Your goal >> Reproduce the following records exactly from the line containing "Objective — one pin per instance of the snow-covered rooftop" onward, ending with the last line and including it.
Start of Block
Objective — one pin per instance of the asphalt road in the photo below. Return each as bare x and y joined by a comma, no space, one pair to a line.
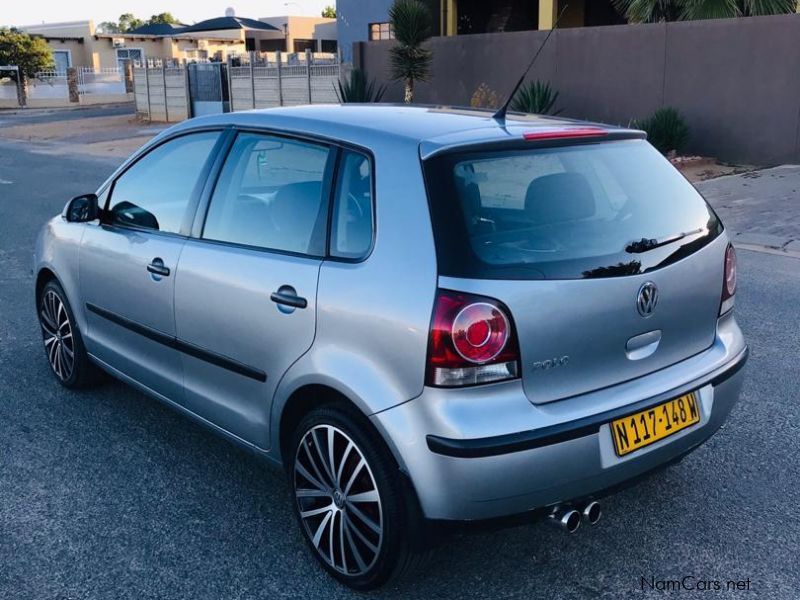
108,494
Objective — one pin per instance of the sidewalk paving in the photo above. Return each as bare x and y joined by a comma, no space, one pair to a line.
761,209
108,132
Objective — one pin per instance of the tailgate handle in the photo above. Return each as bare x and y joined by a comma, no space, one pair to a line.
643,345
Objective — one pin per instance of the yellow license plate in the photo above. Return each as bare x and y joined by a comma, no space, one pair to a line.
644,428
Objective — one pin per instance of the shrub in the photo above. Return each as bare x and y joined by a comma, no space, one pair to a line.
536,97
666,130
359,88
484,97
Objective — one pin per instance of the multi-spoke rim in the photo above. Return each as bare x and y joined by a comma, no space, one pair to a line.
338,500
57,332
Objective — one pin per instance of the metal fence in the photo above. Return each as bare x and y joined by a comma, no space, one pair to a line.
48,85
161,93
9,86
105,82
166,91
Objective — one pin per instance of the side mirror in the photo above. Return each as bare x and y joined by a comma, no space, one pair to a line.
82,209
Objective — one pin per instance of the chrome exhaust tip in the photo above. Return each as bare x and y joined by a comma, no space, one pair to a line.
592,512
565,518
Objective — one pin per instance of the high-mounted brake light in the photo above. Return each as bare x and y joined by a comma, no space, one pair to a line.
729,281
564,133
472,341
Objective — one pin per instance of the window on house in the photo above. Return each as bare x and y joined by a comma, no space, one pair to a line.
330,46
381,31
301,45
63,61
133,54
276,45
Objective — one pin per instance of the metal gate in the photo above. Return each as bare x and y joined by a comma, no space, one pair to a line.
208,88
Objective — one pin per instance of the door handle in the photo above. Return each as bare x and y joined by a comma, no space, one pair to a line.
156,267
287,296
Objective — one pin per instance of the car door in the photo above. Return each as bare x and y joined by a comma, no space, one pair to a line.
245,293
128,261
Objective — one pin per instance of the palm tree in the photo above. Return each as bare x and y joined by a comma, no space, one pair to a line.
652,11
410,62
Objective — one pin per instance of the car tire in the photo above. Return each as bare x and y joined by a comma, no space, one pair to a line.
362,522
63,343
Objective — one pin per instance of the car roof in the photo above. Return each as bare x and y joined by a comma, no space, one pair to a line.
433,128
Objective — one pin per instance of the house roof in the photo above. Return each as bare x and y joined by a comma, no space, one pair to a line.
221,23
159,29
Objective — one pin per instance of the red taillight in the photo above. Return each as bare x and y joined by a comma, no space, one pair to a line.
566,133
729,281
472,341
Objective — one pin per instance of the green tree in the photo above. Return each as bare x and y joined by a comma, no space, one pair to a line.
410,61
127,22
162,19
30,54
652,11
108,27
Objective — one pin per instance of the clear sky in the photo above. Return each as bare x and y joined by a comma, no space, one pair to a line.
29,12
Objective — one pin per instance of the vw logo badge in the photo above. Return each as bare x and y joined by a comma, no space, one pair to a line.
647,298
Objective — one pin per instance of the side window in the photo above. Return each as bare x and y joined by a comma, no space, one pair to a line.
155,192
351,229
269,195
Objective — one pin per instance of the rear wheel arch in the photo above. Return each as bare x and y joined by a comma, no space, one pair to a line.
301,402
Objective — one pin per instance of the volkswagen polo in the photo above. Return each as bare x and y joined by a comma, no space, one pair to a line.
424,315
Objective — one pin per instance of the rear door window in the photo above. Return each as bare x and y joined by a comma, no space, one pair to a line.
351,222
591,210
270,195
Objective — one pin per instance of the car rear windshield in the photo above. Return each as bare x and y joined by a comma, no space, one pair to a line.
603,209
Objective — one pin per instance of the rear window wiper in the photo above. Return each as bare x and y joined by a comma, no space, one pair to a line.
645,244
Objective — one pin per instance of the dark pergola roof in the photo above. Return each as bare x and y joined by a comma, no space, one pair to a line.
221,23
159,29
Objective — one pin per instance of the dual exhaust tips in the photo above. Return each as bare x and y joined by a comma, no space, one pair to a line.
568,518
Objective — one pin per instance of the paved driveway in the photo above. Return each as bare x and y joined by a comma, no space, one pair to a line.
108,494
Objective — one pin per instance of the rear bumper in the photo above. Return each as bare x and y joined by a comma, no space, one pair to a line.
471,456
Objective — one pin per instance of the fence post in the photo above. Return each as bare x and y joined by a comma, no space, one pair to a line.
72,84
147,89
308,73
279,58
22,88
231,95
187,90
127,74
164,82
252,80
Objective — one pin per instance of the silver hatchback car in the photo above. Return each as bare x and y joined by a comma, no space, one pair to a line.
424,315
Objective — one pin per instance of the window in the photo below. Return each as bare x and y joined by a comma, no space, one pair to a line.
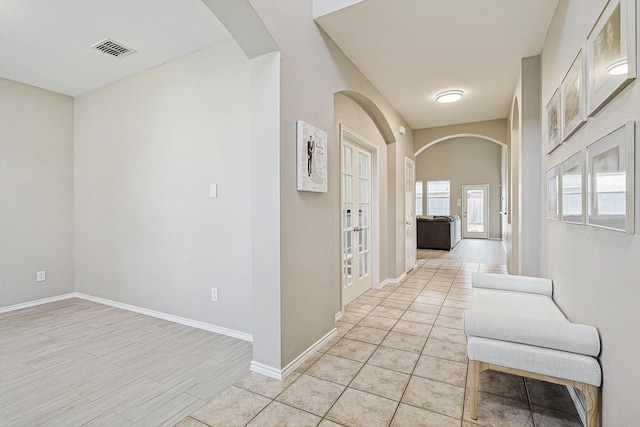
418,198
438,194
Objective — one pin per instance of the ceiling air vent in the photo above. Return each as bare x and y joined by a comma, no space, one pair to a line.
113,48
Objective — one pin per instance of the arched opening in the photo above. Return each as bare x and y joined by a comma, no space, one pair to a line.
374,112
465,162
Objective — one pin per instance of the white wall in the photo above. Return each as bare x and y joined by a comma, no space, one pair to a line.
530,212
146,150
36,193
596,272
464,161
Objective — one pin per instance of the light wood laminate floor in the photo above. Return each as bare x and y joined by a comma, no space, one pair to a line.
76,363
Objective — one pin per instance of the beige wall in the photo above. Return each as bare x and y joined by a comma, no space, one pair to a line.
146,150
464,161
313,69
493,129
36,193
596,271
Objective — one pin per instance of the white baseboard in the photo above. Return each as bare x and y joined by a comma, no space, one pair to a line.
36,302
280,374
390,281
170,317
578,404
266,370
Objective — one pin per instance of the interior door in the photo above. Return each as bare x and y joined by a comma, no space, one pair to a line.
475,211
410,214
356,221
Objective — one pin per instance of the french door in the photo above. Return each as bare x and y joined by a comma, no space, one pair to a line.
475,211
356,221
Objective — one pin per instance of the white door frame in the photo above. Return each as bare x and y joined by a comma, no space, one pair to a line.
352,137
410,244
473,235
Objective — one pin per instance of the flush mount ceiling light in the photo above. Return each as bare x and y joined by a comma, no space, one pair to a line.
449,96
618,68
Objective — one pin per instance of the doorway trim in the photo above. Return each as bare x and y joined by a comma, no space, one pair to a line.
485,212
411,226
352,137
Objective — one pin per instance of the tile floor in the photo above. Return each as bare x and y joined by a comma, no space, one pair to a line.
399,360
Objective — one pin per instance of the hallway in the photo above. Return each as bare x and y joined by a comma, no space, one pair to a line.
399,359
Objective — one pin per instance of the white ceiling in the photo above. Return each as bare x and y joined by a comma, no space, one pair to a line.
46,43
413,49
409,49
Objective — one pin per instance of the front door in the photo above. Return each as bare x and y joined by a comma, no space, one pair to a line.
475,211
410,214
356,221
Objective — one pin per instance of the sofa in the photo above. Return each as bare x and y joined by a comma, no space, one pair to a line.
438,232
514,326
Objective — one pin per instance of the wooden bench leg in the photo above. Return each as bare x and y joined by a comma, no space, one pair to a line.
474,378
592,401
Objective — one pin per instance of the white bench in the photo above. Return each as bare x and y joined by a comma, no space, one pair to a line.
515,327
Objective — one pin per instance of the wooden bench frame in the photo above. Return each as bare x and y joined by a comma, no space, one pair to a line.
591,393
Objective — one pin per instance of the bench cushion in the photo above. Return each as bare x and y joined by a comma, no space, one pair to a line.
519,304
531,285
546,361
565,336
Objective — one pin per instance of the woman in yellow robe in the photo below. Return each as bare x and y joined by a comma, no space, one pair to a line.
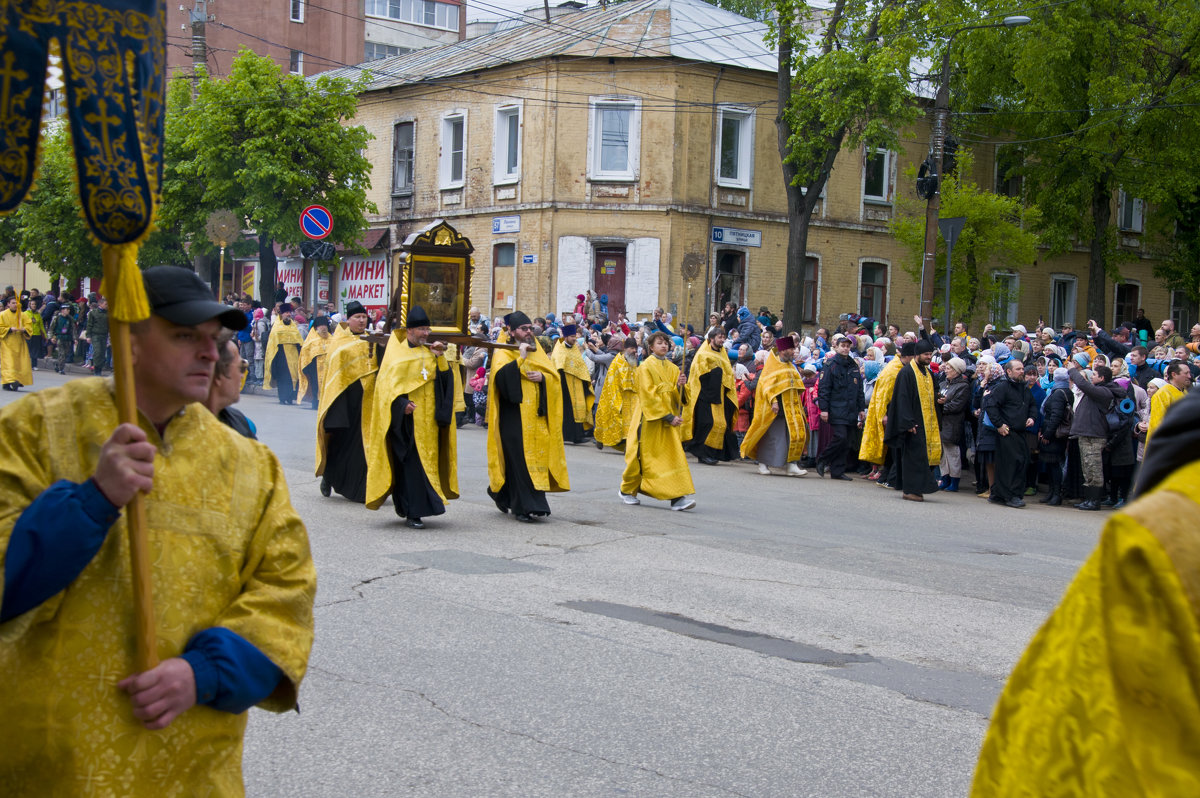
777,436
654,460
16,369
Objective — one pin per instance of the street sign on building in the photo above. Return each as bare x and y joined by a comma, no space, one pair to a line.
737,237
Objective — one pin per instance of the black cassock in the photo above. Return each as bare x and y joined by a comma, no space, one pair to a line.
909,448
712,393
517,493
412,493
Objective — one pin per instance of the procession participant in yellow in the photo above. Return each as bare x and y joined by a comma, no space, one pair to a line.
526,457
283,357
617,399
712,403
234,581
654,460
412,439
312,360
1179,379
777,436
576,384
1104,702
16,369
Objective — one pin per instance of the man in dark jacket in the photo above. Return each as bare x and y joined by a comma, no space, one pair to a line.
1009,406
1091,429
843,406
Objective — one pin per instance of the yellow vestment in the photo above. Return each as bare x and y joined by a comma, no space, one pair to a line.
616,405
778,382
287,336
409,371
15,364
226,550
541,436
569,360
706,360
873,449
1105,701
654,460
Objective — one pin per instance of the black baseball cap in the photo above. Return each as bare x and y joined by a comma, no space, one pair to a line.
180,297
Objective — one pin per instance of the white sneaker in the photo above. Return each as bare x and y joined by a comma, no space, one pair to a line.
683,503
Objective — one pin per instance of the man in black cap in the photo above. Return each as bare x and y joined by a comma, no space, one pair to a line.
234,581
526,457
412,449
911,429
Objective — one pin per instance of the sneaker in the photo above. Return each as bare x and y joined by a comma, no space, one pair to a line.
683,503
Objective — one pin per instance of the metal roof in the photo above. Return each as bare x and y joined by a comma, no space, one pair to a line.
681,29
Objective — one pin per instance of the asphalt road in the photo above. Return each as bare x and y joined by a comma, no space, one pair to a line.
786,637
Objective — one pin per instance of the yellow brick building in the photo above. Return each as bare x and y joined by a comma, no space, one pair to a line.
600,150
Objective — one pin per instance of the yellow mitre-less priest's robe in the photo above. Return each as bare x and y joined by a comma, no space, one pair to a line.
778,382
15,364
873,449
409,371
654,460
617,399
227,550
541,437
1105,701
287,336
569,360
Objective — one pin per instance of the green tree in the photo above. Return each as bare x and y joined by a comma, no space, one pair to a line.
1102,96
996,234
265,145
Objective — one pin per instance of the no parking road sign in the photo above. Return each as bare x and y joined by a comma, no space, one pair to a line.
316,222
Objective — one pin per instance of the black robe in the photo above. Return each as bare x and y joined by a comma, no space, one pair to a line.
412,493
912,465
517,493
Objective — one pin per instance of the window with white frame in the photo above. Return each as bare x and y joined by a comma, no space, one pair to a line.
735,151
615,139
507,148
876,174
454,150
1129,213
1003,305
403,147
1062,300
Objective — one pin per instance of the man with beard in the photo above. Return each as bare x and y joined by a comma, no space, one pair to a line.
912,430
283,357
712,403
1011,409
412,447
525,426
576,385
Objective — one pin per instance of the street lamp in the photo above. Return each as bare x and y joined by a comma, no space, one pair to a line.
941,118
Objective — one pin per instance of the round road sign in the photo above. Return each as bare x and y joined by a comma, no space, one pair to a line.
316,222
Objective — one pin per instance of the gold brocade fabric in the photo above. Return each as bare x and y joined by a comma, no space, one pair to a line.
569,360
226,550
1105,701
616,405
287,336
409,371
15,364
778,382
540,436
353,361
654,460
706,360
873,449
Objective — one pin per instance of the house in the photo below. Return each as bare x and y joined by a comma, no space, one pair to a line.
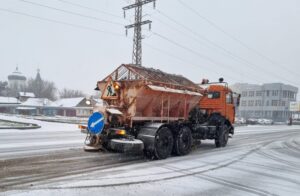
23,96
79,106
8,104
37,106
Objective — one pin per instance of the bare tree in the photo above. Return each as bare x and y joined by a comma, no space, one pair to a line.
69,93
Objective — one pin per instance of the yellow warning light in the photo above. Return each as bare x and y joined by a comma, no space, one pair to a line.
116,86
121,132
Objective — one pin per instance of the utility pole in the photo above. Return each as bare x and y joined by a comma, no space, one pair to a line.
137,38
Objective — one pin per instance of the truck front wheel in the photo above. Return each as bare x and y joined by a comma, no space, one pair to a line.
183,141
163,143
222,137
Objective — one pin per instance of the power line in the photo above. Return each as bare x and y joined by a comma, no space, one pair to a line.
72,13
137,25
191,50
185,60
227,52
236,39
222,48
61,22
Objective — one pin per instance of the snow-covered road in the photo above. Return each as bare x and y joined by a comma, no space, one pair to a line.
51,136
258,160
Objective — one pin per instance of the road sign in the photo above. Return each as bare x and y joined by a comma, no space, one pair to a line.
96,123
295,106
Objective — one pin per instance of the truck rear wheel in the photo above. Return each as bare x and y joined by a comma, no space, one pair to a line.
183,141
222,137
163,143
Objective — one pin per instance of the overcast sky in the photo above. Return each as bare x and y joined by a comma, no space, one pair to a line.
254,41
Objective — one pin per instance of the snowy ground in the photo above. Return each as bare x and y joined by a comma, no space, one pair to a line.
51,136
258,160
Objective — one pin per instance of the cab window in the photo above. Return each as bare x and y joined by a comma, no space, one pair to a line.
213,95
229,99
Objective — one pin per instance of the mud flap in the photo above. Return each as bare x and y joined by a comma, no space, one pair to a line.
126,145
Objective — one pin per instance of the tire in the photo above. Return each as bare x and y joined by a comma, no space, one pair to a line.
222,137
163,144
183,141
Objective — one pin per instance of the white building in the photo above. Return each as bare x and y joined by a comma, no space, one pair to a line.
17,80
271,101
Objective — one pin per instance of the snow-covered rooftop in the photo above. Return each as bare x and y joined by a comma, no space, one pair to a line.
8,100
69,102
26,94
39,102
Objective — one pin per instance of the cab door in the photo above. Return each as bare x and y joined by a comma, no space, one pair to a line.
230,110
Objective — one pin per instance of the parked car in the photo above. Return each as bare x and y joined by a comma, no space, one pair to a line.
264,121
252,121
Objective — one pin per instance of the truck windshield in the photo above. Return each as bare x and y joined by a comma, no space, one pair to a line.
213,95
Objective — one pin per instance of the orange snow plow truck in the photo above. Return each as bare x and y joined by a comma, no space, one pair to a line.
159,113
End of Block
Answer to the exercise >>
Objective — one pin per instance of the snow-covered rooftop in the photo above. Return each as bare x and y joined by a comma, no space, one pair to a line.
8,100
69,102
26,94
39,102
Objective — one pin per instance of the cab door in the photo above. Return each as bare x and y joined by a comma, no space, one pair to a line.
230,110
Objective — one pin per instance of the parked car in the photo above. Return each as bare x and y joined by a comma, no space, one pair to a line.
264,121
252,121
Objective — one pin per instance of the truck windshield in the photo above. Return each as bare x and y joined by a comma, no space, one pair to a line.
213,95
Objective — one pin per instance of the orange snow plow truck in the photo above. Return each as bare x and y joined by a comma, no space, one pair to a line.
159,113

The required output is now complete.